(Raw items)
** BEGIN **

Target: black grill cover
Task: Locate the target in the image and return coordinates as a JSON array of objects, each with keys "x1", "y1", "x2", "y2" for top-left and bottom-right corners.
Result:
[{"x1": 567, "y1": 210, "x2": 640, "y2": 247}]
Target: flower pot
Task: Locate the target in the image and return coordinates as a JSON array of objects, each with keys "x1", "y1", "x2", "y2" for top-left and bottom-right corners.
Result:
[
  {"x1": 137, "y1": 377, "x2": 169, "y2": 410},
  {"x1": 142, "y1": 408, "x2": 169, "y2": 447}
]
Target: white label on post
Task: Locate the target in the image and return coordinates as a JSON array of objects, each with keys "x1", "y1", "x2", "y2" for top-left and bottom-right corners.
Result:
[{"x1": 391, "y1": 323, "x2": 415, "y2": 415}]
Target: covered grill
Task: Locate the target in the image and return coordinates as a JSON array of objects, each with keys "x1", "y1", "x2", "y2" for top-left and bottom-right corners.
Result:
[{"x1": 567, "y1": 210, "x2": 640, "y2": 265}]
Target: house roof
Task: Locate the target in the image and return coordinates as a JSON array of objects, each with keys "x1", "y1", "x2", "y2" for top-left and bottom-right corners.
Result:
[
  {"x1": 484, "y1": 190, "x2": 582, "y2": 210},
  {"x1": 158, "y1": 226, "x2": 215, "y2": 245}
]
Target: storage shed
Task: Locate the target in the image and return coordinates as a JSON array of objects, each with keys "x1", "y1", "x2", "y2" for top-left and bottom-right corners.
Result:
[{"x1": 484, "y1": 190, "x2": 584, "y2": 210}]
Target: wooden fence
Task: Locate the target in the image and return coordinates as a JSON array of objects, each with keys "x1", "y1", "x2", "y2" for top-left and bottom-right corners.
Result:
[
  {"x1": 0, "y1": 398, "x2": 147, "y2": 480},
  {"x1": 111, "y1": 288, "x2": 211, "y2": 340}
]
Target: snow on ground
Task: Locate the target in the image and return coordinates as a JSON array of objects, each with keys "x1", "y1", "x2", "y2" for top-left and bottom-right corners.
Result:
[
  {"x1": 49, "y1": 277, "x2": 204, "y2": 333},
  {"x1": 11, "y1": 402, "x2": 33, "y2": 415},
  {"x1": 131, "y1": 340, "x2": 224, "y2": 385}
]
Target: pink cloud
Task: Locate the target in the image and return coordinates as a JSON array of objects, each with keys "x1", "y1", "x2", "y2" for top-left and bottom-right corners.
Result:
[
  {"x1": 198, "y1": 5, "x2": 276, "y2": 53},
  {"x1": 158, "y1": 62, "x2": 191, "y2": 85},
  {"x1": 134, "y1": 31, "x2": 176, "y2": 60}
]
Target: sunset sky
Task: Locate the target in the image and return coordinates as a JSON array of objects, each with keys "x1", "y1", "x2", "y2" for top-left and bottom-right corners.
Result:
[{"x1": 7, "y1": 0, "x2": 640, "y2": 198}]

** END **

→ **OBJECTIVE**: Edit the stretch from the line containing "Target: pink cloud" through the end of the items, replacing "sunset sky" with "evening sky" and keeping every other line unchanged. Give only those lines.

→ **FINISHED TASK**:
Target: pink cloud
Task: Locate the target in the image and return coordinates as a JSON array of objects, each with keys "x1", "y1", "x2", "y2" for top-left and bottom-right corners.
Result:
[
  {"x1": 198, "y1": 5, "x2": 276, "y2": 53},
  {"x1": 158, "y1": 62, "x2": 191, "y2": 85},
  {"x1": 134, "y1": 31, "x2": 176, "y2": 60}
]
Target: evening sky
Task: Locate the target in the image and return coordinates as a JSON array of objects, each with keys "x1", "y1", "x2", "y2" for top-left and bottom-right corners.
Result:
[{"x1": 7, "y1": 0, "x2": 640, "y2": 198}]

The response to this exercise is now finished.